OBJECTIVE -
Can you rewrite all the records below, changing every "instance" to "occurrence" and leaving everything else as it is?

• • • •

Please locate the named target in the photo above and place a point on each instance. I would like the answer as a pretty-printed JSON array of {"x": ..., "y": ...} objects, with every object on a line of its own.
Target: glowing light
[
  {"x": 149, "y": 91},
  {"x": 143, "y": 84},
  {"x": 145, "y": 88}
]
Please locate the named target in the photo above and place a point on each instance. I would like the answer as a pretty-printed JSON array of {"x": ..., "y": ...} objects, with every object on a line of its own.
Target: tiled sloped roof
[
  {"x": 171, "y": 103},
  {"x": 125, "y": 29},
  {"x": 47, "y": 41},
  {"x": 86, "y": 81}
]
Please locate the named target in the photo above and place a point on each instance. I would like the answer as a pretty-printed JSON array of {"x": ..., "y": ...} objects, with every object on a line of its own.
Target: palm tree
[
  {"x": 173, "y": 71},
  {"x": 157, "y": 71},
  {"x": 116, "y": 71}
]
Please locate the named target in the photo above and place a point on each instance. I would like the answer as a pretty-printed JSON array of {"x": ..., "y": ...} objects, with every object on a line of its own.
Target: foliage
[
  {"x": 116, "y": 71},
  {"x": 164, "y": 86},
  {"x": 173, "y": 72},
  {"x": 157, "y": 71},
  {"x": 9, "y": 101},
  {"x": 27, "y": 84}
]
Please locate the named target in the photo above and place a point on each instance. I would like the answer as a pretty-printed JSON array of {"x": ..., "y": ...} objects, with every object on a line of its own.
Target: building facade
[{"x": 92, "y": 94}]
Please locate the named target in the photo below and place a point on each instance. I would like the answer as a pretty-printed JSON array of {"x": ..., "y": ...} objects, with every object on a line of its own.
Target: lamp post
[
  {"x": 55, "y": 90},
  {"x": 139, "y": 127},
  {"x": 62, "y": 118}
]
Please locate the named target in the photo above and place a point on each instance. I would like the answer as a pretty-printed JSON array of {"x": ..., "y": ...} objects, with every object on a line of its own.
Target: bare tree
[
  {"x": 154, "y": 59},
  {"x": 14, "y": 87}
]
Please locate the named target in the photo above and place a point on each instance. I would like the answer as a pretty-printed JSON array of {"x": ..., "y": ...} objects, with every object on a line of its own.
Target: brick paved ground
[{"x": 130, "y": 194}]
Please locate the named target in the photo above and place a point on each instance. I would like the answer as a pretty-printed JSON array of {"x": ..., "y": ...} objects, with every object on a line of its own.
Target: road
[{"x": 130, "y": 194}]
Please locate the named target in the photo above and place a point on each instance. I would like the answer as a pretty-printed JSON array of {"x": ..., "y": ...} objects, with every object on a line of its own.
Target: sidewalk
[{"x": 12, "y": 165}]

• • • •

WORKED ANSWER -
Please locate the named target in the photo above and place a point on each occurrence. I would like the answer as a pretty-printed JSON array of {"x": ..., "y": ...} objects, with every object on a line of its own.
Target: glowing light
[
  {"x": 149, "y": 91},
  {"x": 143, "y": 84},
  {"x": 145, "y": 88}
]
Please locate the named target in the photo above and place a point on each occurrence. I would like the answer as a pretty-printed JSON array of {"x": ..., "y": ...} objects, with every object on a line of its own.
Target: tiled sloped roof
[
  {"x": 171, "y": 103},
  {"x": 125, "y": 29},
  {"x": 47, "y": 41},
  {"x": 86, "y": 81}
]
Please locate the named target in the photo above and place a point on each occurrence. I would like the answer as a pretty-printed JSON array of {"x": ..., "y": ...} objects, with every object on a line of its own.
Target: palm tree
[
  {"x": 173, "y": 71},
  {"x": 157, "y": 71},
  {"x": 116, "y": 71}
]
Please locate the named target in the photo above and place a point on each occurrence. I would like the answer as a pretty-printed JSON array of {"x": ..., "y": ...} objects, with every object on a line of its own.
Target: foliage
[
  {"x": 116, "y": 71},
  {"x": 164, "y": 86},
  {"x": 173, "y": 72},
  {"x": 157, "y": 71},
  {"x": 9, "y": 101},
  {"x": 27, "y": 84}
]
Please locate the named target in the photo above and place a point on each occurrence. I would like the answer as a pretty-printed JSON array of {"x": ..., "y": ...} objects, with every object on a line of its own.
Target: building facade
[{"x": 92, "y": 94}]
Please locate the named target in the photo below and place a point on each occurrence. I would like the answer as a pretty-printed JSON array of {"x": ..., "y": ...} objects, with every object on a line of its own.
Target: lamp post
[
  {"x": 55, "y": 90},
  {"x": 139, "y": 127},
  {"x": 62, "y": 118}
]
Please locate the named target in the photo above and place a point on each occurrence. I would like the answer as a pretty-printed JSON array of {"x": ..., "y": ...} objects, with every object on a line of its own.
Target: bare tree
[
  {"x": 154, "y": 59},
  {"x": 14, "y": 87}
]
Please locate the named target in the photo above and place a point on each occurrence. I would like the answer as a pretty-printed JSON array of {"x": ..., "y": ...} objects, with every object on a line of its own.
Target: brick paved ground
[{"x": 130, "y": 194}]
Please locate the named target in the photo above and place a point on each occurrence. I would like the answer as a pretty-printed JSON array of {"x": ..., "y": ...} objects, with every object on a line of its own.
Target: road
[{"x": 130, "y": 194}]
Please locate the named target in the photo above and place a point on each occurrence. I would like the answer as a pretty-printed JSON array of {"x": ..., "y": ...} objects, with every object on a line of its own.
Target: sidewalk
[{"x": 12, "y": 165}]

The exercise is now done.